(PASSAGE)

As a result, state and federal forest officials struggle to document the number of harvesters in the woods and monitor collecting methods that are often illegal or, at best, questionable.
Many of the wreaths and garlands holiday shoppers buy at major chain stores are the product of a system that encourages tax evasion, poor labor practices and environmental abuse, industry insiders say.
"We have a half-billion dollar industry of which about 80 percent of the product is harvested illegally. Nobody's paying taxes . . . nobody's paying anything," said Peter van Well, owner of Golden Eagle Evergreens in Puyallup, Wash.
"There are plenty of rules and regulations, but they are not enforced and at the same time the land is being ruined and the product is being ruined," said van Well, who says he buys only legally harvested materials from documented and insured collectors.
Illegal harvesting is common on public lands, but is most noticeable on private timber land, said Craig Marbet, special forest products forester for Simpson Resource Co. in Shelton, Wash.
For the cost of a permit, the company allows harvesters to collect tree boughs on about 15 percent of its 300,000 acres, but it loses hundreds of thousands of dollars each season from collectors who overharvest or sneak into off-limits areas, he said.
Most recently, Marbet surprised a six-man crew that had illegally cut nearly 4 1/2 tons of cedar boughs from trees along a sensitive stream bank. The crew boss had $8,000 in cash hidden in his glove compartment; one of the crew members had been arrested and released for a similar offense several days before, Marbet said.
"Every year it seems to be getting incrementally worse. We've got an insatiable desire for this product, we have a limited resource and we've got an unlimited work force that's mostly unregulated," he said. "I hope people think when they buy their wreaths that maybe they're not buying a sustainable product."
Others in the industry, however, say many operators follow the rules and are just trying to make a living in an unpredictable market with fierce competition.

(End PASSAGE)

| PROBLEMS AND TASKS |
**1.** In the article on holiday greenery harvesting, what share of Simpson Resource Co.'s land does the company open to permitted bough collectors?
**2.** Continue the article on holiday greenery harvesting, starting after its final sentence.

(RECORD EXTRACTS)

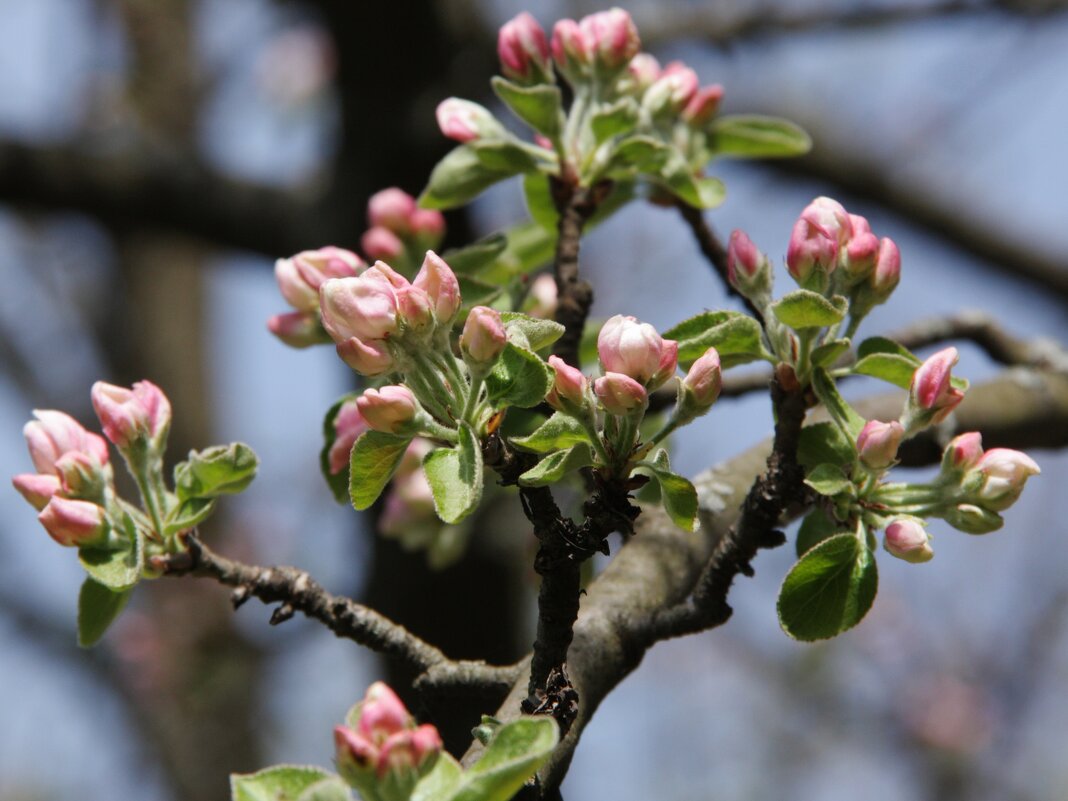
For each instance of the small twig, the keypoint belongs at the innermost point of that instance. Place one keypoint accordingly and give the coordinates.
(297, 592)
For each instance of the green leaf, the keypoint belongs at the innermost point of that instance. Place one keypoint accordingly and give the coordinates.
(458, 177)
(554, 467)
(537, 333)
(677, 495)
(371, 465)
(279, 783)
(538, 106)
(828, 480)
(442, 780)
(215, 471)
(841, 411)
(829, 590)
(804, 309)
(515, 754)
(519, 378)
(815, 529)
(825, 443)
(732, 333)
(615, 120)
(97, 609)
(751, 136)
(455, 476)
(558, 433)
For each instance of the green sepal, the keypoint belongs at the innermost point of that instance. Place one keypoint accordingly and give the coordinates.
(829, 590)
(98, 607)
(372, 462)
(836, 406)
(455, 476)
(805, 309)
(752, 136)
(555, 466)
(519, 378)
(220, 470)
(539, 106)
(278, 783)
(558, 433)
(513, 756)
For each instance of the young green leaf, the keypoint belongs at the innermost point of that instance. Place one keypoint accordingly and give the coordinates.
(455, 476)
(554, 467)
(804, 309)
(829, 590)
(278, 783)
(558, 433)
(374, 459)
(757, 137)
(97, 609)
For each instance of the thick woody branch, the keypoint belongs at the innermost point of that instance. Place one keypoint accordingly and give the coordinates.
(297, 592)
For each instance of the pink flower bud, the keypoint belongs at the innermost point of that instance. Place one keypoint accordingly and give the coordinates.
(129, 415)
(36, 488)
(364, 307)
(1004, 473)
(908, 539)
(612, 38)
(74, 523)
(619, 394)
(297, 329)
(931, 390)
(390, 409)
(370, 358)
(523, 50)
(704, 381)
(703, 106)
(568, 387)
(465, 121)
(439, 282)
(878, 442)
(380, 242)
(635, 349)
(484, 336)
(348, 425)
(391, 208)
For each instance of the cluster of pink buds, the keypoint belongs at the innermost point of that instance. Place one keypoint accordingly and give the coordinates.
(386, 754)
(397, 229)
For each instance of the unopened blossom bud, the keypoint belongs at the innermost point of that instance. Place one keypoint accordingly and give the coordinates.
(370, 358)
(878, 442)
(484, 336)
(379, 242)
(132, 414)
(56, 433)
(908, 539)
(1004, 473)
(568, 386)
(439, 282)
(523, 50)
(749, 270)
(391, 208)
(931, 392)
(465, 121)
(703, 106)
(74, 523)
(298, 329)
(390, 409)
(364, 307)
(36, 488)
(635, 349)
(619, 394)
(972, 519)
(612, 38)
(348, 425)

(End RECORD EXTRACTS)
(RECORD EXTRACTS)

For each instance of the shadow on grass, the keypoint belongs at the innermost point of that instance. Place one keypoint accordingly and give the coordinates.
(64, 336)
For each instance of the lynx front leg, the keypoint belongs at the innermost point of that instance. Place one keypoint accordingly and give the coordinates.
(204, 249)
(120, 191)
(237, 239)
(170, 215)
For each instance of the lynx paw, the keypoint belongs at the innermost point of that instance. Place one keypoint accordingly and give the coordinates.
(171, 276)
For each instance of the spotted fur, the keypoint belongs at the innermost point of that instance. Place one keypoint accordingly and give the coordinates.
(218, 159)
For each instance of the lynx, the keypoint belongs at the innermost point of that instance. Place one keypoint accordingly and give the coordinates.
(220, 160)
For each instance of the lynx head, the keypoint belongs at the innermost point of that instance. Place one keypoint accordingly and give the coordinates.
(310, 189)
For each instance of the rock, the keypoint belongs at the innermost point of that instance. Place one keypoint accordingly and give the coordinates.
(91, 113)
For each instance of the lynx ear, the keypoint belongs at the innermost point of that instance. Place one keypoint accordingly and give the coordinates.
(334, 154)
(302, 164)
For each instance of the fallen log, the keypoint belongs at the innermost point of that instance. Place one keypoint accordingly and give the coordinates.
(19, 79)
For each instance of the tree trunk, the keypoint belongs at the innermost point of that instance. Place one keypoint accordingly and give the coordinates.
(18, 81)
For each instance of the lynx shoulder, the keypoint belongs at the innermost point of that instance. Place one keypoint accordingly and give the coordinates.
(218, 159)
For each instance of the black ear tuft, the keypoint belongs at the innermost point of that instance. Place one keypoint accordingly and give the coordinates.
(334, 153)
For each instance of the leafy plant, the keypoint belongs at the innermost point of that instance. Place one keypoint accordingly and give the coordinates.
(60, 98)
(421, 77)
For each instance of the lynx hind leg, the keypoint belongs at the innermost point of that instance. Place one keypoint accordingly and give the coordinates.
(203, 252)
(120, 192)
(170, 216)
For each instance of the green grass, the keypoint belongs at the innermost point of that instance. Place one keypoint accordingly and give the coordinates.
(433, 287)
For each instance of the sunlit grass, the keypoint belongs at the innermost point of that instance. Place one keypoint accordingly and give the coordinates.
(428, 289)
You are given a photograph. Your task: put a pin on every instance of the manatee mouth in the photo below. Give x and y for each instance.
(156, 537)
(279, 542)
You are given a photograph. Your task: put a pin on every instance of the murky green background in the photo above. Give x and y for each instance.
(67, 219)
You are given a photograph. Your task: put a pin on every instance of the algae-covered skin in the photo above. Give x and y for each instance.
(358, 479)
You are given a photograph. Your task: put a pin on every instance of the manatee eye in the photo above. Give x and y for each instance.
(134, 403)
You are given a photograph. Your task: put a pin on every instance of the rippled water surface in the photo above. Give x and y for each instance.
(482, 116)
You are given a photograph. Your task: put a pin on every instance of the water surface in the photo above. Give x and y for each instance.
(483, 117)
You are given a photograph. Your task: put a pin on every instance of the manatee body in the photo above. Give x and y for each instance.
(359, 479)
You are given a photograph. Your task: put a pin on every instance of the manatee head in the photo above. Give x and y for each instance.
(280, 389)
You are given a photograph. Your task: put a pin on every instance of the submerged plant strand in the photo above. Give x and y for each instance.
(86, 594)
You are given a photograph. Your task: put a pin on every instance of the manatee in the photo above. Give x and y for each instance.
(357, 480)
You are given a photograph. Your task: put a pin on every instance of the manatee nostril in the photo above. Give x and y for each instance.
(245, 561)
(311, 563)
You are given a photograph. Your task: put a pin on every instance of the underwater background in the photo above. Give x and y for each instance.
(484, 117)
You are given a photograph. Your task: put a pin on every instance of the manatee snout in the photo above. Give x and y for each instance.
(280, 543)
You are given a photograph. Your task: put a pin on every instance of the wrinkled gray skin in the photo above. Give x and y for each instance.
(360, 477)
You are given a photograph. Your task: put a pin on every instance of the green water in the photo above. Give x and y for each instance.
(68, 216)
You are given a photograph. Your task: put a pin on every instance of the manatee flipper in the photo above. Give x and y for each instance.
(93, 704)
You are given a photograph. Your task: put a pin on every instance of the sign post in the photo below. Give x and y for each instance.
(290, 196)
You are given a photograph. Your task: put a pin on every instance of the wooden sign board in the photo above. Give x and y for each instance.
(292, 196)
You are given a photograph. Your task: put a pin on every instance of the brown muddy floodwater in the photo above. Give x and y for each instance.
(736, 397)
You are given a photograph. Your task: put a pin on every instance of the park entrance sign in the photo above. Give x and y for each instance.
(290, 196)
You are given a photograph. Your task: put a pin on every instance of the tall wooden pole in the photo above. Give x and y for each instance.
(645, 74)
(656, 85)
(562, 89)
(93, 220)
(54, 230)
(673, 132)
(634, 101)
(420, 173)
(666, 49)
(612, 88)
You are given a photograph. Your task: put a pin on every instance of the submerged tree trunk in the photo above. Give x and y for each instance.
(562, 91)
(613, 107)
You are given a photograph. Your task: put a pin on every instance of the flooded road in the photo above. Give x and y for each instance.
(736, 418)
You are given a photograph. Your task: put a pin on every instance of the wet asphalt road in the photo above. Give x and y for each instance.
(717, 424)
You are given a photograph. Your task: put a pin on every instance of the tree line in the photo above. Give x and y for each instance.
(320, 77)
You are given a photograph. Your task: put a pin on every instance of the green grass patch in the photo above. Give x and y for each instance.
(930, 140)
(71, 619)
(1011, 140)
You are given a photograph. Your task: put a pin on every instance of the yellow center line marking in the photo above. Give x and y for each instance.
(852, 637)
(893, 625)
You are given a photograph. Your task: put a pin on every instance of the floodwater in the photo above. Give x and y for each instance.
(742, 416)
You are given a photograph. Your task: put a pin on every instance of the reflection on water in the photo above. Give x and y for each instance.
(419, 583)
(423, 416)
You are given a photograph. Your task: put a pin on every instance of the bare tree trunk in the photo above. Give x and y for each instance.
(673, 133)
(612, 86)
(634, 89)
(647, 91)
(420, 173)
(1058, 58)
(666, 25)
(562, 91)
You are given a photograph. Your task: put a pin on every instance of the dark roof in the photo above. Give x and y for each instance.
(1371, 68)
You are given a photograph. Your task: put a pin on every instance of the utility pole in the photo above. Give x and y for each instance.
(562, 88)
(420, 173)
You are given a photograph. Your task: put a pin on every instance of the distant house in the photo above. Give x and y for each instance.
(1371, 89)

(End RECORD EXTRACTS)
(RECORD EXTRACTS)

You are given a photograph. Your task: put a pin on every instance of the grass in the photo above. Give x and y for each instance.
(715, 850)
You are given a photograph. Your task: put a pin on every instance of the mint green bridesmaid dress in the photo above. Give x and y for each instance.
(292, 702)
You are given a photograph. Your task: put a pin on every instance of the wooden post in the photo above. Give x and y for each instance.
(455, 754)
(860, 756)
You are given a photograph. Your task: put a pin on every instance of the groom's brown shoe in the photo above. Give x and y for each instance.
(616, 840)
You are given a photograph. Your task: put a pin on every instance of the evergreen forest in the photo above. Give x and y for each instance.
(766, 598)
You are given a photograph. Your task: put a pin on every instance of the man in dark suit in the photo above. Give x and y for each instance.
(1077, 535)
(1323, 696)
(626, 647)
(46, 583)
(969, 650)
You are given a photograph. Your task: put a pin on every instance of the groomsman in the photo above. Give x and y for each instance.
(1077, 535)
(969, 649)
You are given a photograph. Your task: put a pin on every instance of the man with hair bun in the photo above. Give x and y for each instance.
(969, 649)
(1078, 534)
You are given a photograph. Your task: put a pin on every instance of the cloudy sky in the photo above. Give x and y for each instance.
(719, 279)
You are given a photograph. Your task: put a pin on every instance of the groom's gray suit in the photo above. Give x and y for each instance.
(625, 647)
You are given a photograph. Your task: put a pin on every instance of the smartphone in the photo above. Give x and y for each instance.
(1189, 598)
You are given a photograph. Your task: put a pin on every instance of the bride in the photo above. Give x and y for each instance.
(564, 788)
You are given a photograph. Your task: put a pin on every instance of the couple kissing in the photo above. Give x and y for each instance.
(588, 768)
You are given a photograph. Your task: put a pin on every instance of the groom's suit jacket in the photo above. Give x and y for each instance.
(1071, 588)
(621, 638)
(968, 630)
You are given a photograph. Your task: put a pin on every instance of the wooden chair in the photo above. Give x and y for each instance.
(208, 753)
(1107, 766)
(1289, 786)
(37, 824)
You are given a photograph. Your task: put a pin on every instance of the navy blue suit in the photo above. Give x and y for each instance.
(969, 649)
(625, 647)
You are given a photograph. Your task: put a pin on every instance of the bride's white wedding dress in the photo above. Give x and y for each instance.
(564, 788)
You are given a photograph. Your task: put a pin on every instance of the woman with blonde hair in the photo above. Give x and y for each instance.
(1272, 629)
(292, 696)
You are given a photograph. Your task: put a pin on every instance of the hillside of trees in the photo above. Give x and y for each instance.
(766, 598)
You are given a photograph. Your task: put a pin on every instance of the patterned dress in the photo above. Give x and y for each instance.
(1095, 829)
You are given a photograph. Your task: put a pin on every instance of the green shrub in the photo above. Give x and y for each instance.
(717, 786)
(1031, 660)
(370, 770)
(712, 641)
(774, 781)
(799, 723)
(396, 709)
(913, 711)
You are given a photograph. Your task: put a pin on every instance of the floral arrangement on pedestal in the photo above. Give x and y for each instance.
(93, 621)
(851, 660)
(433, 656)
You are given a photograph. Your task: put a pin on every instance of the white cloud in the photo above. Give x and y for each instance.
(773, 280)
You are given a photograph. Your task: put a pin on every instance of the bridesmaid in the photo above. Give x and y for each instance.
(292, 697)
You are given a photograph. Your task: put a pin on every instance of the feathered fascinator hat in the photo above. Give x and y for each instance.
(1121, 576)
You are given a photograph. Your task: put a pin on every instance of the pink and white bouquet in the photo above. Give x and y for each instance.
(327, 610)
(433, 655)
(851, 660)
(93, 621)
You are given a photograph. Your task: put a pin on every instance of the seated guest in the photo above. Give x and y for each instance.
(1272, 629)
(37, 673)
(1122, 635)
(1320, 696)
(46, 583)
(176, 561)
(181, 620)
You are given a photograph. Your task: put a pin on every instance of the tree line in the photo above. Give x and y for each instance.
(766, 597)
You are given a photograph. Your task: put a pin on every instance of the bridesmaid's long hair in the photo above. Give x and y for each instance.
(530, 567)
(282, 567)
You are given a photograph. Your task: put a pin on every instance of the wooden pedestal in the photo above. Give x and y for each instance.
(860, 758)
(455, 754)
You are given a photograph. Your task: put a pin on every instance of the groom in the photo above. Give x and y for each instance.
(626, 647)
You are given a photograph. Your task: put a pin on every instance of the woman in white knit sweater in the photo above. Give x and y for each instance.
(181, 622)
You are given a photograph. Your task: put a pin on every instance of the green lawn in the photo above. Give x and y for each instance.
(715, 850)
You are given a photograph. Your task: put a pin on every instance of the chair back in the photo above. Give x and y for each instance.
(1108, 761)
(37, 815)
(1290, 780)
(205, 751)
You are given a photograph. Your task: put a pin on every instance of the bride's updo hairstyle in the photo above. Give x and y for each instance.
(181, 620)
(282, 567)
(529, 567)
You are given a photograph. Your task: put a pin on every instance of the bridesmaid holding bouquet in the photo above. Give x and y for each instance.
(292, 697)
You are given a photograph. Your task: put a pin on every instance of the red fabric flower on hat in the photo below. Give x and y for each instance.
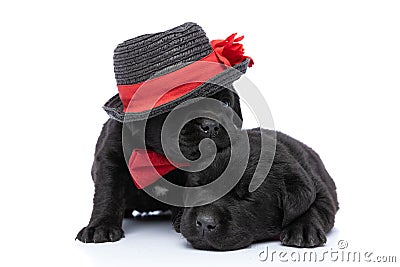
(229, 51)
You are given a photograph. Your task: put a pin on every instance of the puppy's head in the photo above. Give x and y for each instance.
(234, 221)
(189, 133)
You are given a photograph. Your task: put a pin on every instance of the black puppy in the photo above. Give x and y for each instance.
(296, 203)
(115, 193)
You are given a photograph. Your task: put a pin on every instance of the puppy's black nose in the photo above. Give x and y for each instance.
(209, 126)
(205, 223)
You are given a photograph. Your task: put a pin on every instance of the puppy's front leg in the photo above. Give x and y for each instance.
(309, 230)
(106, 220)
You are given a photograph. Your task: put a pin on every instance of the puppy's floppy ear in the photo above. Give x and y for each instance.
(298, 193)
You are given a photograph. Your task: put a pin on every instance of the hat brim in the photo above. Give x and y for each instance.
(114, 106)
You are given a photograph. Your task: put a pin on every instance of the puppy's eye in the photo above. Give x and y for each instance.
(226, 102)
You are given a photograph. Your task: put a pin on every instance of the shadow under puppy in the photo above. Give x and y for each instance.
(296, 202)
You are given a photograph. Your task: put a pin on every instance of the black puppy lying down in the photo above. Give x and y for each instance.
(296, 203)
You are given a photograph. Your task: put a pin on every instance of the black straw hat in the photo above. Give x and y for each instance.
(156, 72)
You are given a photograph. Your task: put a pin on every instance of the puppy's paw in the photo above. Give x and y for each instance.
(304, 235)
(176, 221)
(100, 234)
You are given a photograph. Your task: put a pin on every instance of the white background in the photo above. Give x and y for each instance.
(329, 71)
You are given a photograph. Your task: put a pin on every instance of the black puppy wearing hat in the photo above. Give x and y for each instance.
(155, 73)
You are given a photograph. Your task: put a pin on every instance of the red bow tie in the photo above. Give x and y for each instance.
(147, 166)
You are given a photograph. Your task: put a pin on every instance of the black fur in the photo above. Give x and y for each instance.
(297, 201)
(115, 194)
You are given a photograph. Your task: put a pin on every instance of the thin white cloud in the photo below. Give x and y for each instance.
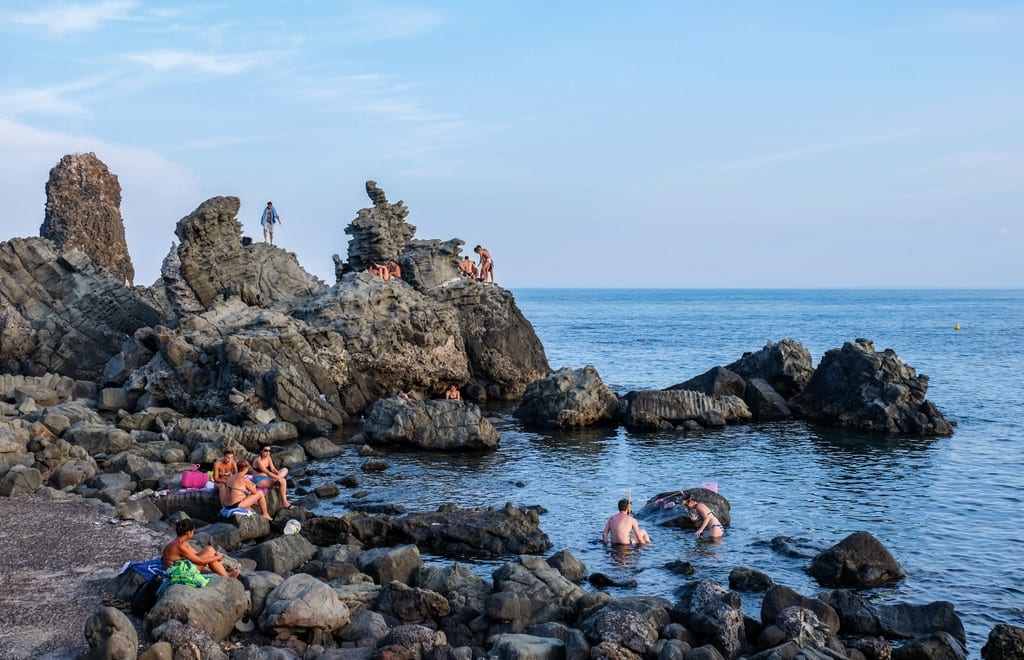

(End RECORD EXTRACTS)

| TASK ANSWERS |
**1.** About 15 percent of its 300,000 acres.

**2.**
"Many of the greens companies are knowingly or unknowingly buying stolen or poached material, absolutely," said Mark Savage, special forest products forester for the Washington Department of Natural Resources. "But it's not all black and white — there's some real good operators out there."
Buyer Peter van Well, for example, pays Social Security and insurance for his 50 contract harvesters and has pushed for stricter enforcement by state and federal officials.
Jerry Hilliker, a pine cone broker in La Pine, Ore., bought six million ponderosa pine cones from harvesters this season and sold most of them to a company that sprays them in cinnamon-scented oil. The cones sell at major grocery chains across the country for between $4 and $6 a bag during the holidays, he said.
Hilliker pays collectors about 2 1/2 cents per cone; 90 seasonal employees dip, package and ship the pine cones in the late fall.
Most of Hilliker's harvesters are locals who do the job to earn extra holiday money and they help clear the forest floor of dried-up cones that could fuel a wildfire, he said.
"It's all geared for the holidays. It takes me about five to six months to get all the cones that I need and they're gone in about 15 days," Hilliker said.
For their part, collectors say it's not fair that wilderness harvesters have a bad reputation because of the transgressions of a few.
Koy Chounlabout and her husband travel a circuit through Oregon, Washington and Montana, living in campgrounds for most of the year while they pick mushrooms, pine cones, huckleberries and beargrass.
Chounlabout also works for the Forest Service three months a year, educating fellow harvesters about the proper ways to search for and pick matsutake mushrooms in central Oregon.
"It's better than living in a big town and working all the time," she said of the harvester's life. "I don't want to be in the office — it's like jail. I'm the boss and I'm the employee. It's free."